**TRECHO DA PÁGINA:**

------------------------

A decisão proferida pelo STF é declaratória, no caso concreto, reconhecendo que o ICMS não deve compor a base de cálculo de PIS/Cofins. Ela foi proferida em sede de repercussão geral, de modo que alcança a todos aqueles que têm discussão administrativa e judicial a respeito, que deverão observar o decidido pelo STF. Com essa decisão sendo considerada definitiva, muitos contribuintes que ainda não discutiram poderão pleitear a restituição dos valores recolhidos indevidamente nos últimos cinco anos. Caso o STF module os efeitos da discussão, poderá ser colocado limite a essa restituição, por exemplo. Não sabemos ainda como isso será discutido e debatido.
A PGFN defende que uma modulação de efeitos seria indispensável em caso de decisão desfavorável à União para manutenção da segurança jurídica. Você concorda com essa tese? Por quê?
A meu ver, não há mudança de jurisprudência da Corte que justifique a modulação dos efeitos da decisão. Ademais, a Fazenda Nacional não pode, em embargos de declaração, apresentar argumentos novos para o questionamento, como o ponto do ICMS destacado na nota versus ICMS efetivamente recolhido.
A questão está no STF há mais de 20 anos, sendo que desde 2006 a decisão já tinha se proclamado em favor dos contribuintes. Neste ínterim, a legislação pátria poderia ter sido alterada para tentar conter os efeitos da decisão favorável aos contribuintes, mas a Fazenda Nacional preferiu insistir no questionamento judicial, com a interposição de ADC 18 e agora pressiona o STF com argumentos econômicos para que sejam modulados os efeitos. No entanto, a modulação dos efeitos da decisão deve considerar também a situação das empresas que vêm sendo oneradas indevidamente por essas contribuições há anos, sem ter a definição de como deve se dar a tributação.

------------------------

**TAREFAS PROPOSTAS:**
1) Copie, do texto sobre o ICMS na base de cálculo de PIS/Cofins, o trecho que vai de "A PGFN defende" até "ICMS efetivamente recolhido.".
2) Indique se cada afirmação concorda com o texto sobre o ICMS na base de cálculo de PIS/Cofins, respondendo sim ou não e citando literalmente as palavras decisivas: (a) A decisão do STF foi proferida em sede de repercussão geral. (b) Desde 2006 a decisão já tinha se proclamado em favor da União. (c) Os contribuintes poderão pleitear a restituição dos valores recolhidos indevidamente nos últimos dez anos.
3) Retome o texto sobre o ICMS na base de cálculo de PIS/Cofins e prossiga a partir do ponto em que ele termina.
As linhas que se seguem não têm qualquer papel nesta atividade.

Entradas de dados salvas:

------------------------

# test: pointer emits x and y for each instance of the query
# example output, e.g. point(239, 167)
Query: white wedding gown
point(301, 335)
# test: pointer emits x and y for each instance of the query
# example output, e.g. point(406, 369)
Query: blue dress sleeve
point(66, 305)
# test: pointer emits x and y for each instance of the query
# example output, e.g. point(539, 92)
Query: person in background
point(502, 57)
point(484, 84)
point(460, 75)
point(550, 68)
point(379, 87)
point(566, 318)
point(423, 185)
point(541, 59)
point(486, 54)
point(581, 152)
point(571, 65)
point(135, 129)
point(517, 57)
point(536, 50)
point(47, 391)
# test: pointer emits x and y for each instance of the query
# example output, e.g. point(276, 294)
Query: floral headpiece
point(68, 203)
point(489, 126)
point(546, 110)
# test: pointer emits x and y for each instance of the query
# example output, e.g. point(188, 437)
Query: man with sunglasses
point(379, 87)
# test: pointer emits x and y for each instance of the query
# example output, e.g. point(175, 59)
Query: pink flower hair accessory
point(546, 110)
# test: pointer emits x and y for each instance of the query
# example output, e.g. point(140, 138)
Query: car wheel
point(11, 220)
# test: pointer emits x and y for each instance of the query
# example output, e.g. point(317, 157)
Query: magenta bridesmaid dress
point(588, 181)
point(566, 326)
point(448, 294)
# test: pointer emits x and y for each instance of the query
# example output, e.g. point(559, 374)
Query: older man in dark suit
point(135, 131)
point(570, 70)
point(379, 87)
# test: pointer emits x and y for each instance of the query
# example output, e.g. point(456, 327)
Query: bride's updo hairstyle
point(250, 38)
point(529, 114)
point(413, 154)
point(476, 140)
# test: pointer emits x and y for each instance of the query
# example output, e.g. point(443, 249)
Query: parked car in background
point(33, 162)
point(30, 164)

------------------------

**RESULTADOS DO EXERCÍCIO:**
1)
A PGFN defende que uma modulação de efeitos seria indispensável em caso de decisão desfavorável à União para manutenção da segurança jurídica. Você concorda com essa tese? Por quê?
A meu ver, não há mudança de jurisprudência da Corte que justifique a modulação dos efeitos da decisão. Ademais, a Fazenda Nacional não pode, em embargos de declaração, apresentar argumentos novos para o questionamento, como o ponto do ICMS destacado na nota versus ICMS efetivamente recolhido.

2)
(a) Sim: "Ela foi proferida em sede de repercussão geral".
(b) Não: "desde 2006 a decisão já tinha se proclamado em favor dos contribuintes".
(c) Não: "poderão pleitear a restituição dos valores recolhidos indevidamente nos últimos cinco anos".

3)
Desse modo, não cabe ao Supremo fazer uso da modulação dos efeitos como política fiscal de modo a pautar-se tão somente nos riscos arrecadatórios para à União, mas sim sobre toda a sociedade, em especial ao se considerar os impactos sofridos pelos contribuintes durante a pandemia da covid-19.
Nesse sentido, permitir que um dispositivo inconstitucional permaneça produzindo efeitos no ordenamento jurídico, ainda que por tempo determinado, representa uma verdadeira ofensa ao princípio da segurança jurídica, ao contrário do que afirma a Fazenda Nacional.
Não, não concordo. Modular efeitos de decisões judiciais deve ser sempre uma exceção, motivada pela segurança jurídica quando há mudança de posicionamento de jurisprudência consolidada no âmbito dos tribunais superiores. Não é o que temos no caso concreto. Há mais de cinco anos a PGFN tem conhecimento da posição do STF quanto à necessidade de exclusão do ICMS das base de cálculo de PIS/Cofins e insiste em manter essa cobrança inconstitucional, impondo diversas restrições aos contribuintes que inclusive já possuem decisão favorável transitada em julgado.
Os valores estimados nas contas públicas com relação à suposta perda na arrecadação alegada pela PGFN não refletem valores líquidos e certos e não têm qualquer motivação. Apesar da perda certa com relação ao mérito, a Fazenda Nacional insiste em avaliar suas chances de êxito na discussão como possível. É muita resistência que vem sendo utilizada como fundamento para se pleitear uma modulação de efeitos que não terá o condão de manter nenhuma segurança jurídica no cenário fiscal.